Work required
Repeat all of the data precisely.
(Exercise inputs begins)
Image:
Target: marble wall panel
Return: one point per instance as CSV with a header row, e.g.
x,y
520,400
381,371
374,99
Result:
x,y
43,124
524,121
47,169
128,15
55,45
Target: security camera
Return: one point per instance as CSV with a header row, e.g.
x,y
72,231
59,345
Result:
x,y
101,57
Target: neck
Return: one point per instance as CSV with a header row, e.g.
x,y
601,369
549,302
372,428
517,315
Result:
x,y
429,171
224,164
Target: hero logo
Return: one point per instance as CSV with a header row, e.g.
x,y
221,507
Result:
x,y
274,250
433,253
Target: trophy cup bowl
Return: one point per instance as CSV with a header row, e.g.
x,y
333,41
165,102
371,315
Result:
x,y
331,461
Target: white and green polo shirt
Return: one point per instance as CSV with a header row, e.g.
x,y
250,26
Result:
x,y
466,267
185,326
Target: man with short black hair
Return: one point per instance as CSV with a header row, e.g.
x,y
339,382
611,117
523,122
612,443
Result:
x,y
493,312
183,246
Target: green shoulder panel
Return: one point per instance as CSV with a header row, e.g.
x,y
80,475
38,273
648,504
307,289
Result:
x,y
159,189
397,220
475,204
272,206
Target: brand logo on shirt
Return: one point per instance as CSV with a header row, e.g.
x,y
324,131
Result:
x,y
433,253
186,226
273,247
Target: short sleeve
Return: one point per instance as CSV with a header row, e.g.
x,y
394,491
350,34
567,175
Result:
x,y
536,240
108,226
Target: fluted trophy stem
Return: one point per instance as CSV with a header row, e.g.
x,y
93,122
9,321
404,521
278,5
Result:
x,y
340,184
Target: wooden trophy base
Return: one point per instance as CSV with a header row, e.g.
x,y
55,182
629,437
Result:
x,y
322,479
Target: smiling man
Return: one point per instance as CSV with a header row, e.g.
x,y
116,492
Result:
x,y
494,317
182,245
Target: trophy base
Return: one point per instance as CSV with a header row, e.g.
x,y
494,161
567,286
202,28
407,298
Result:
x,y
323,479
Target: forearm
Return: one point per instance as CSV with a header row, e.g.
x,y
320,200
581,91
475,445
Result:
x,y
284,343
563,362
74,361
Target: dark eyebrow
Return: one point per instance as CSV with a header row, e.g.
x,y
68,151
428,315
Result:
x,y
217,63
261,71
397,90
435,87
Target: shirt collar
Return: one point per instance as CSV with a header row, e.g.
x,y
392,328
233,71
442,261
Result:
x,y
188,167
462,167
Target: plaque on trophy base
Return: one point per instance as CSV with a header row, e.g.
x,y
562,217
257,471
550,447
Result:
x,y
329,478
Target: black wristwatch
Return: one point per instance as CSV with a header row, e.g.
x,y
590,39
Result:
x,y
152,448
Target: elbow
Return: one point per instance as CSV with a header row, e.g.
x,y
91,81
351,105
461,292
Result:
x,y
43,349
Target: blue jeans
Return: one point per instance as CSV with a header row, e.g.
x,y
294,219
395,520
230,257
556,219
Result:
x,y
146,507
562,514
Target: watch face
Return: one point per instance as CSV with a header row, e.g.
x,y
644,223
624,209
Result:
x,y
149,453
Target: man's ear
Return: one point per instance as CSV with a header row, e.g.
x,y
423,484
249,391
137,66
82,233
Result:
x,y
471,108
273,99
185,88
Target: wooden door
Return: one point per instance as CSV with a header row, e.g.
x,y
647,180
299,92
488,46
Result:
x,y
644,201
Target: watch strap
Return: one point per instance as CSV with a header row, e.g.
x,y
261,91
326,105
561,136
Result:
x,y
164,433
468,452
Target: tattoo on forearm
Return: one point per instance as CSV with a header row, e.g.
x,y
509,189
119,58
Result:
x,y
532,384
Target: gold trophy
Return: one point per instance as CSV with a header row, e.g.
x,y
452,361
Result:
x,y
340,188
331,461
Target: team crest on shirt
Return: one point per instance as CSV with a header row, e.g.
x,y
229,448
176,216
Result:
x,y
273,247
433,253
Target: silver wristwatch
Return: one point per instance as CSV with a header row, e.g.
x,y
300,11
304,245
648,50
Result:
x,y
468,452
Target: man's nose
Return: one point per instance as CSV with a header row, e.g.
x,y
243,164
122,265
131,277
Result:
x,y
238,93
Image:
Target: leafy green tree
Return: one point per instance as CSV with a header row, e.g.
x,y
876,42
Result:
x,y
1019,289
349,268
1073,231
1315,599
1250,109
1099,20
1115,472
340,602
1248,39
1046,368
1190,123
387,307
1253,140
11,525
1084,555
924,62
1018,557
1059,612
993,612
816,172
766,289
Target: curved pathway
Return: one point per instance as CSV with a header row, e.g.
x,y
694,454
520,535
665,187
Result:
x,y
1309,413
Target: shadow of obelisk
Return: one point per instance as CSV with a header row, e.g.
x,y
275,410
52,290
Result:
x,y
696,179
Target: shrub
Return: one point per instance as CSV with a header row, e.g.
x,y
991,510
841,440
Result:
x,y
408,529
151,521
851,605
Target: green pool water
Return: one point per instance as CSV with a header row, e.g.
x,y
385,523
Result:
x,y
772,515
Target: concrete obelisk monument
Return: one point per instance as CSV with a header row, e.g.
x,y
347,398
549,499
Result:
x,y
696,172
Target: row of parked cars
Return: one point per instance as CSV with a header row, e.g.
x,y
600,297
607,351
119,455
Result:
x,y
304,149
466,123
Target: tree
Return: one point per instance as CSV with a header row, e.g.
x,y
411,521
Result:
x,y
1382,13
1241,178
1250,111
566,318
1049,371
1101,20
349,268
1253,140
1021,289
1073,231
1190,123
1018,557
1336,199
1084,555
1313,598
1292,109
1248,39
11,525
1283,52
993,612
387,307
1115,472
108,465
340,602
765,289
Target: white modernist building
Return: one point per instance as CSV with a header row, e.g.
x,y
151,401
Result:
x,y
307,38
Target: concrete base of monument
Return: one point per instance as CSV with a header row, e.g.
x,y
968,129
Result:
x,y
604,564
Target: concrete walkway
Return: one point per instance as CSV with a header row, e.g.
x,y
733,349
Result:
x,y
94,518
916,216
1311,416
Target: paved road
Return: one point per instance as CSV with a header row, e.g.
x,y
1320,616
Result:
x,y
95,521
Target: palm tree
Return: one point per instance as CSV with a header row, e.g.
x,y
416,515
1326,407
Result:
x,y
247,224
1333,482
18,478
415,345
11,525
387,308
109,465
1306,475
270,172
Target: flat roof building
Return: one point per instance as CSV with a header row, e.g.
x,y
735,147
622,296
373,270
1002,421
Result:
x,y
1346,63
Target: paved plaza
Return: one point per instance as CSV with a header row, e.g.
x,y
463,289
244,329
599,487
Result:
(Exercise inputs ends)
Exercise answer
Image:
Target: marble wall panel
Return: one point per instance as CSV with a header row, e.g.
x,y
520,400
381,371
374,99
Result:
x,y
43,124
524,121
47,169
128,15
55,45
Target: security camera
Return: one point per instance as CSV with a header row, e.g.
x,y
72,231
59,345
Result:
x,y
101,57
Target: neck
Return: one point per instance as CSV with a header row, e.g.
x,y
601,369
549,302
372,428
517,315
Result:
x,y
429,171
224,164
Target: hero logo
Return: one point per instance as CSV with a header row, e.g.
x,y
221,507
Result:
x,y
274,250
433,253
Target: trophy cup bowl
Return: one point per instance as CSV with a header row, e.g.
x,y
333,41
165,102
371,315
Result:
x,y
331,461
Target: white and green polo shirt
Return: one point per instance as CSV with a header row, e.g.
x,y
250,26
Result:
x,y
466,267
185,326
Target: man with short black hair
Return: one point per instance as CSV with a header row, e.g.
x,y
339,382
611,117
523,122
612,443
Result:
x,y
493,312
183,246
Target: green shoulder panel
Return: one point per instance as CSV with a header row, e.g.
x,y
80,475
38,273
648,504
307,289
Result:
x,y
159,189
397,220
475,204
272,206
Target: brand logo on shirt
Return: one point per instance as CSV with a header row, e.g.
x,y
324,131
Result:
x,y
433,253
186,226
273,247
Target: short sleeve
Return: one point per instance as CSV with a header row, e.g.
x,y
394,491
350,34
567,175
Result:
x,y
536,240
108,226
Target: fluted trophy stem
Return: one point per instance as CSV with a header row, e.g.
x,y
93,122
9,321
404,521
278,5
Result:
x,y
340,184
Target: wooden trophy base
Return: one point per instance as CSV with a header row, e.g.
x,y
55,182
629,437
Result:
x,y
322,479
Target: smiling man
Return: one point per instance as CSV with a header row, e.g.
x,y
116,492
Result:
x,y
494,317
182,245
Target: trophy base
Return: one point per instance as CSV with a header row, e.g.
x,y
494,161
567,286
202,28
407,298
Result:
x,y
323,479
Target: forearm
Return: one point per instance as CSV with a header row, e.g.
x,y
320,200
581,91
475,445
Result:
x,y
284,343
563,362
74,361
Target: dark eyebrow
Return: one point per instance as CSV with a header row, e.g.
x,y
68,151
428,315
Result:
x,y
217,63
261,71
397,90
435,87
Target: shirt collar
Return: one point per instance as CSV with a header row, e.g.
x,y
392,328
233,71
442,261
Result:
x,y
188,167
462,167
Target: plaque on trophy base
Return: one point per instance as CSV with a header row, e.g.
x,y
562,217
257,471
550,447
Result:
x,y
329,478
Target: black wristwatch
Return: one point per instance as CSV with a header row, e.g.
x,y
590,39
Result:
x,y
152,448
Target: elbow
Return: one point per instance as CSV with a header row, e.g.
x,y
91,81
351,105
461,292
Result:
x,y
43,349
Target: blue jeans
Return: one point per instance as CSV with a header row, e.g.
x,y
294,219
395,520
230,257
556,219
Result:
x,y
146,507
562,514
Target: watch face
Return: one point per instance as CSV with a header row, e.g.
x,y
644,223
624,209
Result:
x,y
149,453
Target: man's ear
Return: one point per instance as CSV with a header row, e.g.
x,y
423,484
249,391
137,66
82,233
Result:
x,y
471,108
273,99
185,88
Target: wooden door
Return: one point per instance as CSV with a header row, e.g.
x,y
647,180
299,92
488,46
Result:
x,y
644,201
Target: watch strap
Return: one point per instance as CSV with a header row, e.g.
x,y
261,91
326,105
561,136
Result:
x,y
164,433
468,452
Target: tattoo on forearm
Return: one point per instance as CSV with a header row, e.g.
x,y
509,189
119,58
Result:
x,y
532,384
Target: gold trophy
Return: one point per instance as CSV with a header row, e.g.
x,y
452,361
Result:
x,y
340,188
331,461
Target: team crest on shirt
Return: one point per instance as CSV with a header row, e.g.
x,y
229,448
176,216
Result:
x,y
273,247
433,253
Target: silver wristwatch
Return: one point per instance as CSV with a header row, e.g.
x,y
300,11
304,245
648,50
Result:
x,y
468,452
Target: man's nose
Return: one point per instance as CSV with a header row, e.g.
x,y
243,164
122,265
131,277
Result:
x,y
238,93
Image:
Target: leafy green tree
Return: one point per instance as CSV with a header row, e.g.
x,y
876,42
Result:
x,y
1019,289
349,268
1073,231
1315,599
1250,109
1099,20
1115,472
340,602
1248,39
1046,368
1190,123
387,307
1253,140
11,525
1084,555
924,62
1018,557
1059,612
993,612
816,172
766,289
Target: curved pathway
Return: one point per instance as CSV with a header row, e.g.
x,y
694,454
520,535
665,187
Result:
x,y
1309,413
Target: shadow of obelisk
Return: one point per instance as CSV with a header row, e.g.
x,y
275,410
52,290
Result:
x,y
696,179
Target: shrub
Return: one point per instance as CSV with a header row, e.g.
x,y
991,510
841,440
Result:
x,y
408,529
151,521
851,605
Target: green pool water
Return: one point per instance as CSV with a header row, e.g.
x,y
385,523
Result:
x,y
772,515
Target: concrete obelisk monument
Return: one point per instance as CSV with a header row, e.g.
x,y
347,398
549,499
Result:
x,y
696,172
Target: row of parked cars
Return: one point per instance as CSV with a header row, e.g.
x,y
600,297
607,351
119,455
Result:
x,y
304,149
466,123
Target: tree
Return: one point per instance as CSV with a header row, e.g.
x,y
411,521
Result:
x,y
1382,13
1241,178
1250,111
566,318
1049,371
1101,20
349,268
1253,140
1021,289
1073,231
1190,123
1018,557
1336,199
1084,555
1313,598
1292,109
1248,39
11,525
1283,52
993,612
387,307
1115,472
108,465
340,602
765,289
Target: white modernist building
Return: one point per instance as CSV with a header row, e.g.
x,y
151,401
Result:
x,y
307,38
Target: concrete base of monument
Return: one point per instance as CSV with a header row, e.g.
x,y
968,129
Result:
x,y
604,564
Target: concrete walkway
Return: one point per instance as CSV with a header row, e.g.
x,y
733,349
Result:
x,y
94,518
916,216
1311,416
Target: paved road
Return: one point per instance as CSV with a header row, e.g.
x,y
1320,616
Result:
x,y
95,521
Target: palm tree
Return: one point per instance as CSV with a header row, e.g.
x,y
416,515
1326,407
Result:
x,y
247,224
1333,482
18,478
415,345
11,525
387,308
109,465
1306,475
270,172
Target: flat roof building
Return: one point per instance as CSV with a header row, e.g.
x,y
735,147
622,296
373,270
1002,421
Result:
x,y
1346,63
Target: paved plaza
Return: one point per instance as CSV with a header row, e.g.
x,y
463,289
244,329
599,487
Result:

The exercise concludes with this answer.